═════ 随筆

大黄河
春の訪れた庭を片付け、小さな焚き火を燃しながら大黄河を聴いていると心が満ちてくる。気の遠くなるような時間の中で、人は無意味に近い営みを繰り返しながらも健気に生きている。さあ、元気を出して頑張ろうよ、大黄河はそんなことを語りかけてくる。
音楽には不思議な力があるんだよね。
先週一週間は体調が最悪だった。多分人を憎み、怒りが頂点に達し、心のバランスが崩れていたせいかもしれない。シーザーは「寛容」を説いた。人を信じ、許すことが大切なんだろう。あくまでも自分にとって。
6日は新潟産業大学、新潟工科大学新入生の歓迎会を暖かい雰囲気で開催できた。参加者は学生・教授・市民合わせて600人。広い会場を一杯に埋め尽くし、交流の輪が広がった。こんなことから縁あって柏崎を選んでくれた学生達がこの町を好きになってくれたら本当に嬉しいと思う。
夕方7時から会社の創立20周年目のパーティを開いた。少し気取って生バンドの友情出演もあり、この20年を見守り続けてくれていた副市長さんも来賓で出席して頂き、温かいいい会になった。
創業時、自宅から50CCのバイクで通い続けた妻は社員のにくい演出に目を真っ赤にしていた。彼女の努力が実り始めている。
そして昨日は、その妻の還暦。娘は婿を伴い、倅は東京から駆けつけ楽しいひと時を過すことができた。
歩いてきた道は曲がりくねった道だけれど、幸せだった、と言う一言に少し後ろめたさもあるが、嬉しいと思った。
大黄河は中国奥地に源を発し、モンゴルを迂回し急流となって山を削りやがて大平原に出る。人の心の旅路は、一筋の川の流れに似ていなくもない、と司馬遼太郎はそう言うのかも知れない。
黄砂舞う日々
黄砂の降る音が聞こえるほど山も霞んでいる。
中国大陸、モンゴルの砂漠から飛んでくる。ロマンだなぁ。
犬の散歩しながら黄砂の見物する。思いを中国に馳せている内に半藤一利の昭和史や文春4月号の小倉庫次侍従日記や鹿島昇の怪しげな解説本を思い出してしまった。失敗の本質、山本七平の「空気」なんてのを頭の中をごちゃ混ぜにしてガラガラポンすれば昭和史と言う上から下まで無責任な当時の日本の姿、いや立派な遺伝子のために現在もこの渡世を見えなくしている無責任な迎合社会が見えてくる。
右翼はテロをしなくなったし、左翼は火炎瓶を置き忘れてきている。「わるうござんした!」と腹を切るやつもいなくなって、世の中みんな植木等になってしまった。

══════════
═════ 記録データ

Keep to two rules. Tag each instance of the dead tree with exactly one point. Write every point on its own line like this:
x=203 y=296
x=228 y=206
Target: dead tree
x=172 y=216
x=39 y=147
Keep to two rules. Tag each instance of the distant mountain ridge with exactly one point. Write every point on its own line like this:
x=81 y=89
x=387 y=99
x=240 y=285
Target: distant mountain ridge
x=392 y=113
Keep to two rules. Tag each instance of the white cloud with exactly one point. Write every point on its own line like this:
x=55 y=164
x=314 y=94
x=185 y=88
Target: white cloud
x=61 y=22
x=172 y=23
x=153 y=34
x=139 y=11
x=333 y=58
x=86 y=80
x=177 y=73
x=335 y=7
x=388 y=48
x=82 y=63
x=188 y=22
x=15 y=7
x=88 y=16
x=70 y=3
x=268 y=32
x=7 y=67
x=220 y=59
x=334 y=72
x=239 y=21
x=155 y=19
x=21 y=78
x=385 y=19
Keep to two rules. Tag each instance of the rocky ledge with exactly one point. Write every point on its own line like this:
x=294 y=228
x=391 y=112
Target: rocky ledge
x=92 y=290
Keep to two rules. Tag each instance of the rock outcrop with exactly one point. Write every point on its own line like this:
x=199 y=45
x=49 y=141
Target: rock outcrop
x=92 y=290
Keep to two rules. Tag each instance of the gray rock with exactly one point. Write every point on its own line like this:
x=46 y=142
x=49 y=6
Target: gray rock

══════════
═════ 記録データ

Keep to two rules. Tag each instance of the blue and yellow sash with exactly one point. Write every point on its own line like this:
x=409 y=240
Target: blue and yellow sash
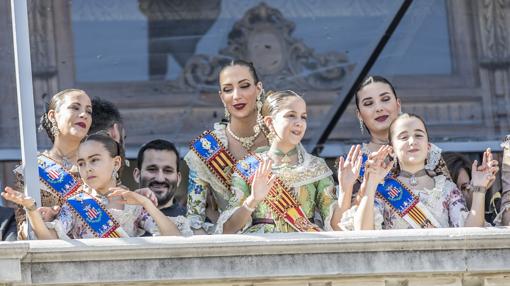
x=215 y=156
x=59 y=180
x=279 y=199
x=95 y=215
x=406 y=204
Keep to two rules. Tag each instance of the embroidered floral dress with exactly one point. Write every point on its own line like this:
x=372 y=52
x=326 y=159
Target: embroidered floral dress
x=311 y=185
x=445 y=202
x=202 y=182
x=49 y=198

══════════
═════ 記録データ

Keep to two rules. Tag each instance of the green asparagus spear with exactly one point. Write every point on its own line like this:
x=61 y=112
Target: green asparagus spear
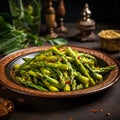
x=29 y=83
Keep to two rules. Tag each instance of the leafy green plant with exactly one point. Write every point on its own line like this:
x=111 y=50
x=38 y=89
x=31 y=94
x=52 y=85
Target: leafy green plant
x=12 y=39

══════════

__練習問題__.
a. 記録のうち、「Keep to two rules. Tag each instance of the distant」を含む行から始まり「Target: gray rock」を含む行で終わる部分を、「instance」を「occurrence」に置き換え、ほかは一字も変えずに書き直しなさい。
b. 大黄河と黄砂をめぐる随筆の続きを、文章が終わったところから書き継ぎなさい。
随筆と記録は、互いに関係のない別々の資料である。

__解答__.
a.
Keep to two rules. Tag each occurrence of the distant mountain ridge with exactly one point. Write every point on its own line like this:
x=81 y=89
x=387 y=99
x=240 y=285
Target: distant mountain ridge
x=392 y=113
Keep to two rules. Tag each occurrence of the white cloud with exactly one point. Write every point on its own line like this:
x=55 y=164
x=314 y=94
x=185 y=88
Target: white cloud
x=61 y=22
x=172 y=23
x=153 y=34
x=139 y=11
x=333 y=58
x=86 y=80
x=177 y=73
x=335 y=7
x=388 y=48
x=82 y=63
x=188 y=22
x=15 y=7
x=88 y=16
x=70 y=3
x=268 y=32
x=7 y=67
x=220 y=59
x=334 y=72
x=239 y=21
x=155 y=19
x=21 y=78
x=385 y=19
Keep to two rules. Tag each occurrence of the rocky ledge with exactly one point. Write every point on its own line like this:
x=294 y=228
x=391 y=112
Target: rocky ledge
x=92 y=290
Keep to two rules. Tag each occurrence of the rock outcrop with exactly one point. Write every point on its own line like this:
x=199 y=45
x=49 y=141
Target: rock outcrop
x=92 y=290
Keep to two rules. Tag each occurrence of the gray rock with exactly one point. Write every point on its own line like this:
x=46 y=142
x=49 y=6
Target: gray rock

b.
夢や希望、ナンテ言葉はもう死語になり、言葉に命を賭ける情熱が失われた。
恥知らずがボリューム一杯に上げて、自分でも信じていないことを山に説教している。
言葉が行動から遊離し、誰も信じていないことをテレビも役人も虚ろな目で単調な言葉で吐き出している。
何かおかしいぞ?
大きな地震が来る前に、日本人は狂うのだそうだ。石黒耀の本にそんなことが書いてあった。日本の社会変動は地震のパワーで起して、てぇへんだーって人間が後からついてくる。ええじゃないか、ええじゃないかと騒ぎ出す?
下天は夢ぞ、ただ狂へ! 誰が言っていたかな・・・
写真は4月1日午後
八石山が黄砂で霞んでいる。これもまたいい風景。
戦い済んで日が暮れて
夕方から新潟の会議を二つ終わらせて、古町に寄って最終に「きたぐに」で家に帰る。新潟発22時55分、新潟はまだ宵の口でも車内はもう夜中。疲れ切った乗客の一人となってシートに身を沈めると深いため息が出てきてしまう。
長岡から東京発最終便の仲間達が乗り込んでくる。闘い疲れて、でも生き延びて家に近づいた安堵感が表情を緩めている。
人は何故闘うのだろう?
戦いは人を疲れさせる。
闘わなければ、人は楽なのだろう。
戦いを放棄すれば、敵が攻めてきて殺されるか奴隷になるか、只一度の人生を自由に生きる選択権は簒奪される。
心の平安は、戦いに勝ち残った、その僅かな時間だけしかない。
もう眠い。何を書いているか判らない。寝る!
能登沖地震
日曜日の朝を、何時もの様にグダグダとベッドの中で本を「見ていた」らいきなりズシン!と来た! 横揺れが長かったので咄嗟に「震源は東京!?」かと思った。
能登、石川、富山には多くのお客さんが居る。担当が客先の安否の確認を取り続けている。経営品質で顧客本位を説き、自分達で解っているつもりでも直ちにこんな行動を取ってもらえるのは社長としてありがたい。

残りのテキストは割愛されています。